[Opening DATA RECORDS section]
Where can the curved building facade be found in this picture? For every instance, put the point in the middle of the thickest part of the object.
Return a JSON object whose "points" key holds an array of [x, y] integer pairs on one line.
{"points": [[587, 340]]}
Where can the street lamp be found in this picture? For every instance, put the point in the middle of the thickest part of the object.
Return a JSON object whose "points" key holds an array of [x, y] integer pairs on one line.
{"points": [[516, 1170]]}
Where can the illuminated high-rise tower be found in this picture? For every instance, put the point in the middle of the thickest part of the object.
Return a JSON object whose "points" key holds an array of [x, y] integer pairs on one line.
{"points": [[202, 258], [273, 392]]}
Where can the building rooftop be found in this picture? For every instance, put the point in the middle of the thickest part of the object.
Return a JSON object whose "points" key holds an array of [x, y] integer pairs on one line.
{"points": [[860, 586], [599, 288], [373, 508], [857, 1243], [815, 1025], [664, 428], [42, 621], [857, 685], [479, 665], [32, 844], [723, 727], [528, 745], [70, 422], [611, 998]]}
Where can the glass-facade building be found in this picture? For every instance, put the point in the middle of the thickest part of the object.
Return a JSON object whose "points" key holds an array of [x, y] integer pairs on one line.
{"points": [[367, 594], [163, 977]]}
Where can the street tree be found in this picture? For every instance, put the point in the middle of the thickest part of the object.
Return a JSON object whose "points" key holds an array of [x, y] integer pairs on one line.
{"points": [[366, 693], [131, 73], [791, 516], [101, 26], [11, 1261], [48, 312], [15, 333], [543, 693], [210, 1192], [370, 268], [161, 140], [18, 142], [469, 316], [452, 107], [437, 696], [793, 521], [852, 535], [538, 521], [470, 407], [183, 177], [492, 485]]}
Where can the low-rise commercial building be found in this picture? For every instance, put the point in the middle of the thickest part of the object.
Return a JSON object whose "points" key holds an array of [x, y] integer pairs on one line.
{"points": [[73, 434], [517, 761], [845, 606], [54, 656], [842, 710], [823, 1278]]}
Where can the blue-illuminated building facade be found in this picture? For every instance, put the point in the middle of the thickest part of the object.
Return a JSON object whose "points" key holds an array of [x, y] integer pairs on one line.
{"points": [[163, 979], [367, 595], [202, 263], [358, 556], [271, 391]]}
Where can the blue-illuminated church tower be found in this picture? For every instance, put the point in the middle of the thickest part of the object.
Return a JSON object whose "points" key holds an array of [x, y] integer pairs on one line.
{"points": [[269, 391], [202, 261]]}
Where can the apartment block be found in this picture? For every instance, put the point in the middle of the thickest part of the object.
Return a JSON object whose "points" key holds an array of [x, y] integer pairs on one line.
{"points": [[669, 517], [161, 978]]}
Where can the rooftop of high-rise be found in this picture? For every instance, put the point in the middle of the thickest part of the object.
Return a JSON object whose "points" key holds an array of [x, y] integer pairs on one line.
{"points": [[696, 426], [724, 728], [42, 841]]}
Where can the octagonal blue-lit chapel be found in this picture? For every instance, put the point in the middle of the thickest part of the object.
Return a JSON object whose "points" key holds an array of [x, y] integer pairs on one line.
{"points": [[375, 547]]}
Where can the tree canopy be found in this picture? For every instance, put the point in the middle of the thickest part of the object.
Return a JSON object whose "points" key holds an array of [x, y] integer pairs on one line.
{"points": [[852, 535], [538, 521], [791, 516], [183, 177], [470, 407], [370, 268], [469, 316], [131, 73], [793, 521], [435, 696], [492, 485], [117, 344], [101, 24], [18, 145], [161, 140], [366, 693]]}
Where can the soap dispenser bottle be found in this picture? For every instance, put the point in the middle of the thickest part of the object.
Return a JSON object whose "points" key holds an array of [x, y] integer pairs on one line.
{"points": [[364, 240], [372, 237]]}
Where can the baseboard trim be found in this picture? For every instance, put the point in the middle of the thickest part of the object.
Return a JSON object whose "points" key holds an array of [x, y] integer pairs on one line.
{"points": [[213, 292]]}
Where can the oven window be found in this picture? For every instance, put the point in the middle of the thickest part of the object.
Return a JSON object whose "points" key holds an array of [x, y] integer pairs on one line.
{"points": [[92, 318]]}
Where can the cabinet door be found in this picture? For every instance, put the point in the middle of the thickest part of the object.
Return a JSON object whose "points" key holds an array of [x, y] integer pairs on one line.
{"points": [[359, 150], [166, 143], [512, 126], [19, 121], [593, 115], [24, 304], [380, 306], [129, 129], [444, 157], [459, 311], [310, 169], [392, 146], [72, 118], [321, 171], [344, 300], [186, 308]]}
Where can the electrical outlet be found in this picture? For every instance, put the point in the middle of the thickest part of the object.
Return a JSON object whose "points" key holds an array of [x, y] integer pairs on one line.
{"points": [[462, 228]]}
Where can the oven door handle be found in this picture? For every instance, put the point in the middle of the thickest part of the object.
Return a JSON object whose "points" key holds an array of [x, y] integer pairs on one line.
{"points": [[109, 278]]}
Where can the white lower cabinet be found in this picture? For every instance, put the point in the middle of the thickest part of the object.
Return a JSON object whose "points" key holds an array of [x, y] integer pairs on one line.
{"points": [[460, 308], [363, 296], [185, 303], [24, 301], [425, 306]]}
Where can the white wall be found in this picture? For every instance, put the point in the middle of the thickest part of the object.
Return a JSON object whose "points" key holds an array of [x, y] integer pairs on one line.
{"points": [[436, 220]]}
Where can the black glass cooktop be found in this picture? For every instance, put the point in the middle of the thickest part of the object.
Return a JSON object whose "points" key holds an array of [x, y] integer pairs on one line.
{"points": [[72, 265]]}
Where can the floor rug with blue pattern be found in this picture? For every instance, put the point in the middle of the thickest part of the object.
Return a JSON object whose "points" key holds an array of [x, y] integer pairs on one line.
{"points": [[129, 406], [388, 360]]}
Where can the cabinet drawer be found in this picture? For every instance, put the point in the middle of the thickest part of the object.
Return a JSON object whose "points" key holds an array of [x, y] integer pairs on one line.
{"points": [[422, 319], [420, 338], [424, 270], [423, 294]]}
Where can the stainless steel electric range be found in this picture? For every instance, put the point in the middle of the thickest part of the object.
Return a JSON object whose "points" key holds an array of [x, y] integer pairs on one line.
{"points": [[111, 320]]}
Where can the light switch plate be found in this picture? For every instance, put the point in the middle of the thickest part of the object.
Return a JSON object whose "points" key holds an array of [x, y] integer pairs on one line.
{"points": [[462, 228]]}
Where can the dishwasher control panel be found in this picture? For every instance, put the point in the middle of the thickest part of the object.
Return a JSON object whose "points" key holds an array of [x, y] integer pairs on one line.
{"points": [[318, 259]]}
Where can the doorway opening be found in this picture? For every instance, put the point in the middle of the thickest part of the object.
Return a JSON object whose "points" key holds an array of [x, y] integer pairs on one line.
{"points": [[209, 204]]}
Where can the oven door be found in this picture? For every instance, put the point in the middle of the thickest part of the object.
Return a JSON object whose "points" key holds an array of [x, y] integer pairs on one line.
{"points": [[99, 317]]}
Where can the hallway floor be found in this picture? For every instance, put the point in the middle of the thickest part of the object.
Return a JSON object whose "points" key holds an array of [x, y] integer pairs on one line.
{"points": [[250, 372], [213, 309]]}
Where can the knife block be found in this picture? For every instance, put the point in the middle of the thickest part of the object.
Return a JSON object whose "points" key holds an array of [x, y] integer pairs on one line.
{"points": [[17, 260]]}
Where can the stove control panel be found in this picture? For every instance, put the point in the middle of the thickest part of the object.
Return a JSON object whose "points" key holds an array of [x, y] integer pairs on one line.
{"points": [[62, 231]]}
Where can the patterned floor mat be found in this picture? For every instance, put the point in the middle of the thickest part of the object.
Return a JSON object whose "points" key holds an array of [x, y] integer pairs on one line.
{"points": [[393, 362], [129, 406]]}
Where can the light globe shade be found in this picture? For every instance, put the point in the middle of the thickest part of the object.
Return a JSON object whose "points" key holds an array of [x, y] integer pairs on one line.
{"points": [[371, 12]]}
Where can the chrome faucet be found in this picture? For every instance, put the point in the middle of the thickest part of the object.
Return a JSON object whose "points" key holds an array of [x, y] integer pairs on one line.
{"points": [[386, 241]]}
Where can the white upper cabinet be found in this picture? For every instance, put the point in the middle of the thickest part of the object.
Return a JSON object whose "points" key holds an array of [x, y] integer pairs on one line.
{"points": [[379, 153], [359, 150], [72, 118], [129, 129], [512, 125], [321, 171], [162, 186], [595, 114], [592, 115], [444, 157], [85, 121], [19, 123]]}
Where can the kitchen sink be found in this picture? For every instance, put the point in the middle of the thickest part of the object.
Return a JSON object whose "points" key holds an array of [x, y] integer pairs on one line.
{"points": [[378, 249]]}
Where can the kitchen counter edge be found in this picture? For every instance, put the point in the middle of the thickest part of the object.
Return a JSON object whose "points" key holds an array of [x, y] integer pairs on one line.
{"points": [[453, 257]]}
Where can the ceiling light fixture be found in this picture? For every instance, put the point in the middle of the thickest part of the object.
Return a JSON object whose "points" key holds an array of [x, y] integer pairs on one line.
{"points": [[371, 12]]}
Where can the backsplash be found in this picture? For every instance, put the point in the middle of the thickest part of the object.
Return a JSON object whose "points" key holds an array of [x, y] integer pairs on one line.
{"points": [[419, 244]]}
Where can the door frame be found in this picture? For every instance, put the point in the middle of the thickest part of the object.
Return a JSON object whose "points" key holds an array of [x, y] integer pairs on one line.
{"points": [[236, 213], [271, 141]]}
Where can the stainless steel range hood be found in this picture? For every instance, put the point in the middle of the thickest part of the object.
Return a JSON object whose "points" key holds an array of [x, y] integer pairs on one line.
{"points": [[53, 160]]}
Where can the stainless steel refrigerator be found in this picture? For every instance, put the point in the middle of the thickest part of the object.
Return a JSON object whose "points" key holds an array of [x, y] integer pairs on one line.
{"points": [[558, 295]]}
[Closing DATA RECORDS section]
● **THE TASK**:
Each line of the records above that includes the string "panel" should be counted. Report the total alone.

● **SOLUTION TO THE PROBLEM**:
2